Your assignment:
Find every line below with the string "water" and pick it out.

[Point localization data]
■ ■ ■ ■

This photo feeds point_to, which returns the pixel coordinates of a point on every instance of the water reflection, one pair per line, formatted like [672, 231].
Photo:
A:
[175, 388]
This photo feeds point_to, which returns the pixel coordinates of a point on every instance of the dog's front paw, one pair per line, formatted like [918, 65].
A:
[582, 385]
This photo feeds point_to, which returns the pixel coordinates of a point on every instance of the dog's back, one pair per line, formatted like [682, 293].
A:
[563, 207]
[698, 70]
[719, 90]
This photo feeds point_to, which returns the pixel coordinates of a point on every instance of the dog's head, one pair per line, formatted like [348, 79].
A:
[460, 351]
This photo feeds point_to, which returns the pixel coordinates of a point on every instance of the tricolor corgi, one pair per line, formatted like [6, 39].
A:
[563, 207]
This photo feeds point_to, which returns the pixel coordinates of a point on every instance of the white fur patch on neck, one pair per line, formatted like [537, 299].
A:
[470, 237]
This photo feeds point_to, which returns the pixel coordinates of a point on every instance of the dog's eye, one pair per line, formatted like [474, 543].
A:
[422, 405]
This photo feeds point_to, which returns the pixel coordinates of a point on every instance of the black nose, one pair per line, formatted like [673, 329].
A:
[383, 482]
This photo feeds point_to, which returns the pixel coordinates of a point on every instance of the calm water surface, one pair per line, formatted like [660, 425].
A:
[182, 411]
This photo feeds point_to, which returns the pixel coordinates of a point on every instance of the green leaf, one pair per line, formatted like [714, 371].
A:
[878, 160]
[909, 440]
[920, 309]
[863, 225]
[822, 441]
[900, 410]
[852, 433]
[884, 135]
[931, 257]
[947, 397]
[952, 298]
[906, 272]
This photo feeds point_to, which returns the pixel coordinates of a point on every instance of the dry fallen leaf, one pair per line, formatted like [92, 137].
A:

■ ■ ■ ■

Result of this task:
This photo feeds point_to, which returns the pixel coordinates of a point on every instance of the water reflection, one pair per line, formatted like [672, 231].
This photo feeds point_to, which returns the pixel coordinates of a point on every instance of the calm water surface, one pair per line, formatted like [660, 425].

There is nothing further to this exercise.